(Rows of data with box annotations)
= = =

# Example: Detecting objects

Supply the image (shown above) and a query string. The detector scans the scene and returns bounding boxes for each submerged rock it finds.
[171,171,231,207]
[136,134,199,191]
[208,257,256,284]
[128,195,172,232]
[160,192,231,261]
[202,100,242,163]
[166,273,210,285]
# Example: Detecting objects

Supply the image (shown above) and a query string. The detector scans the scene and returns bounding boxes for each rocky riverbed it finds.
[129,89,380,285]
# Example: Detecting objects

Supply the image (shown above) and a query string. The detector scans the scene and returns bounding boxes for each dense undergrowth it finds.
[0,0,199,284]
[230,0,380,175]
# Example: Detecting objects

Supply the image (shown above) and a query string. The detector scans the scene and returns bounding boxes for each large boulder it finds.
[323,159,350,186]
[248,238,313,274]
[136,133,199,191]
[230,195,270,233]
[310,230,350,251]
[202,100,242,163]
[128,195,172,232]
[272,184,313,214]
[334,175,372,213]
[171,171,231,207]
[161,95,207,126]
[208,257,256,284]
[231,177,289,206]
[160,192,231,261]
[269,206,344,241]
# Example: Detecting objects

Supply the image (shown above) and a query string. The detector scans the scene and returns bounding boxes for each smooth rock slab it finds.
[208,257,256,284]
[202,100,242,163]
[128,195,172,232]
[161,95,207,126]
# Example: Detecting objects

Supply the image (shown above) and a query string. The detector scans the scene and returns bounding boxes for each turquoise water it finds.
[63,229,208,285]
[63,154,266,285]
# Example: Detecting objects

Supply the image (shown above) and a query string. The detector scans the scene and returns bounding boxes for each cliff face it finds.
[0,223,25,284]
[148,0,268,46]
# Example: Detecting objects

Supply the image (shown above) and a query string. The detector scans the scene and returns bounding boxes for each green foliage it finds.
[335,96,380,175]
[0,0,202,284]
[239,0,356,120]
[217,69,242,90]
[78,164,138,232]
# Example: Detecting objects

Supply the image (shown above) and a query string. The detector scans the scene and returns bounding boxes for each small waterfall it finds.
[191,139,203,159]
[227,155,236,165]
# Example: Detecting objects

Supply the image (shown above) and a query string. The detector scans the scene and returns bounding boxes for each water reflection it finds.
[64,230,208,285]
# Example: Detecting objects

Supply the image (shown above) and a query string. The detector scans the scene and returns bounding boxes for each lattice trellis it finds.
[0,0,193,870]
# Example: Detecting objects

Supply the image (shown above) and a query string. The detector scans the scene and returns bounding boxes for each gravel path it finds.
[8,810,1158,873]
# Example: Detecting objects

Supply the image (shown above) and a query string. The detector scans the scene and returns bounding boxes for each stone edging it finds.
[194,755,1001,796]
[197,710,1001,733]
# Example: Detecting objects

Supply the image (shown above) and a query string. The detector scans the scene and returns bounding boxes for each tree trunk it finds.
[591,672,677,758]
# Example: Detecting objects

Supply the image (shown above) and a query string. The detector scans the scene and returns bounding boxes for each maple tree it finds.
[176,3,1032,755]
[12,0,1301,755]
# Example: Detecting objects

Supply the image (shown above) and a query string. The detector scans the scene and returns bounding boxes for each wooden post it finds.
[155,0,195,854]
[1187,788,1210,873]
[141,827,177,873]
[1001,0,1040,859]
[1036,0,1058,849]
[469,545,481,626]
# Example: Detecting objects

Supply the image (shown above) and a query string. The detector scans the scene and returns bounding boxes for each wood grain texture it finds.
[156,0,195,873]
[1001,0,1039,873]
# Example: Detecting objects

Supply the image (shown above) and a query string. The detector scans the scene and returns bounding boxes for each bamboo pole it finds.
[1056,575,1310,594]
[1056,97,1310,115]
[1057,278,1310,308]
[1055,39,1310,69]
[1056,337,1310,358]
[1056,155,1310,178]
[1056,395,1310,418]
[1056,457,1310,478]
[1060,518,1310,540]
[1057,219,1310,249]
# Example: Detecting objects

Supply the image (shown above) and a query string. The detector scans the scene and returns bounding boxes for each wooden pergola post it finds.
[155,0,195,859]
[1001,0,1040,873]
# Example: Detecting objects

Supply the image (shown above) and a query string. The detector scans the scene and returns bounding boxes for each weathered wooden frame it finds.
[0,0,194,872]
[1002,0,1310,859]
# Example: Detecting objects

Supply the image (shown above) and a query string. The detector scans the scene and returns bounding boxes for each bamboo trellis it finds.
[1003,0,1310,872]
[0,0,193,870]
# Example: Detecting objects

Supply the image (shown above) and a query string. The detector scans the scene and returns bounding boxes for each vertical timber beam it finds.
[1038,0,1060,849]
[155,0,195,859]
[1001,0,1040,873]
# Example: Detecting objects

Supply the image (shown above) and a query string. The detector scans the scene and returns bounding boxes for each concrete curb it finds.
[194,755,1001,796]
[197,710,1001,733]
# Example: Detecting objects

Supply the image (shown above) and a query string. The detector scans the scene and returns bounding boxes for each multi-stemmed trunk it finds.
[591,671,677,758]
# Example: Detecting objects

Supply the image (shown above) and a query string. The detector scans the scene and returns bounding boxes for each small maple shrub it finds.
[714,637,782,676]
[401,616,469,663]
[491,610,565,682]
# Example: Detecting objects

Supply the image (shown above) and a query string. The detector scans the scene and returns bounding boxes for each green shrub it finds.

= = =

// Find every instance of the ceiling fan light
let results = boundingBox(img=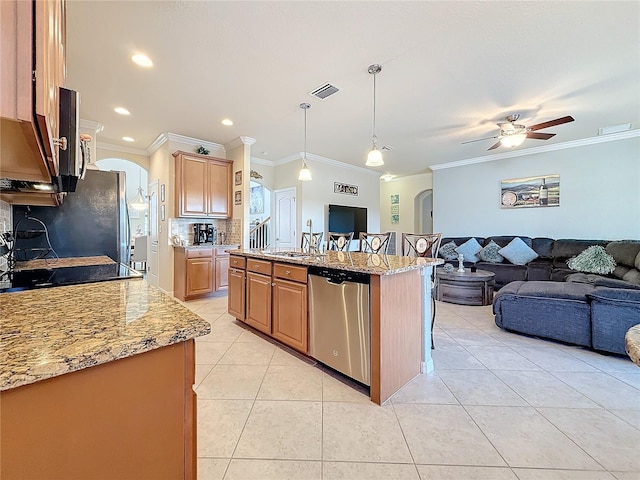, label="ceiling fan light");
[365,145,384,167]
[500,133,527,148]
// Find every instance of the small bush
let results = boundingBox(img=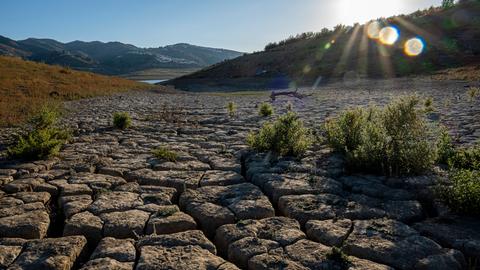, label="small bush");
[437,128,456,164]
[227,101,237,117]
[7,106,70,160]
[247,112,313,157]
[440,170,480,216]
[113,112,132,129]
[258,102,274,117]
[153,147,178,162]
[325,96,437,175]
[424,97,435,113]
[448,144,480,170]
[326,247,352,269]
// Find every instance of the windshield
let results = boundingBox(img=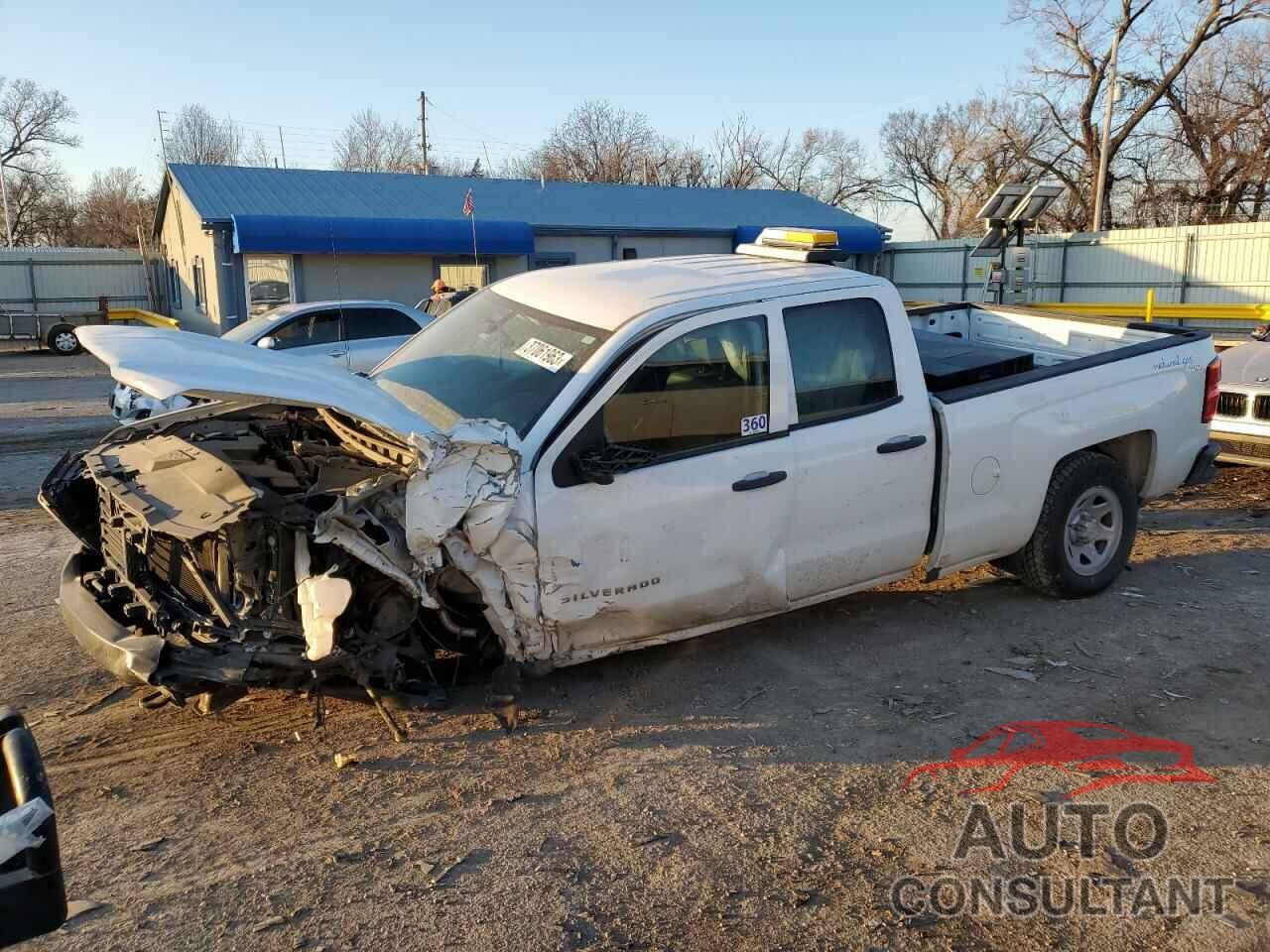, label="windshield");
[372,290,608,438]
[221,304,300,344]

= = =

* Written exercise:
Return every line of the data above that contains the string "post", treating uppercase and lowercase as different.

* Expected answer:
Supply the image (shown above) and a query string. The detector scans the scene and returns bounding boxes for each wooden post it finds.
Supply the image (shown above) and a query string. The detector scans the scene and returns bounding boxes for each wooden pergola post it finds.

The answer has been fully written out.